- AIM OF THE TASK
Reproduce every one of these lines word for word, but omit the pictures from your copy.

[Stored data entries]

## BEGIN

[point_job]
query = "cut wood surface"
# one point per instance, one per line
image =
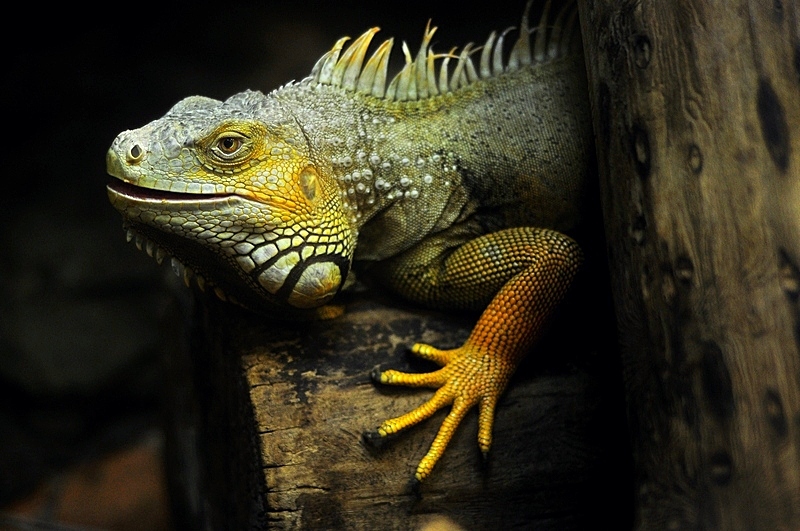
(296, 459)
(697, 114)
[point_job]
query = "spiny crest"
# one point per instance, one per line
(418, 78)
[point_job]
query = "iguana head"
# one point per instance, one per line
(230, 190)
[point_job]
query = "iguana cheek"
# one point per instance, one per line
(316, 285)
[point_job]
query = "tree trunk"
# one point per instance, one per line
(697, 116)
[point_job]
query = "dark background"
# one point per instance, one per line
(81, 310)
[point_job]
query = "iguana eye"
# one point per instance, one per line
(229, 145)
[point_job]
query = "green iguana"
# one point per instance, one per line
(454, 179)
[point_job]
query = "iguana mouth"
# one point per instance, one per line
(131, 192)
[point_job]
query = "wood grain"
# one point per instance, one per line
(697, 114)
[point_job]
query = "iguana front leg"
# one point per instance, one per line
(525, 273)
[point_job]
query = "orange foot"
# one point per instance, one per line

## END

- WRITTEN RESPONSE
[point_job]
query = "cut wood surface"
# one point per instance, one per line
image =
(296, 459)
(697, 114)
[point_job]
query = "spiny crest"
# one point per instance, one per line
(418, 78)
[point_job]
query = "iguana head"
# one point per instance, one per line
(230, 190)
[point_job]
query = "iguana cheek"
# one point per instance, one per line
(316, 285)
[point_job]
query = "tree trunk"
# one point per instance, one per line
(697, 116)
[point_job]
query = "dark background"
# one point per instance, one per line
(81, 310)
[point_job]
query = "iguana eye"
# one point per instance, one per line
(229, 145)
[point_job]
query = "green iguana"
# one point per instance, one per line
(454, 179)
[point_job]
query = "iguana mouth"
# one point per instance, one per line
(131, 192)
[point_job]
query = "wood grain"
# one point per instance, one per line
(697, 114)
[point_job]
query = "iguana front leg"
# one point per instance, one per line
(525, 273)
[point_job]
query = "orange foot"
# one point per instance, one per line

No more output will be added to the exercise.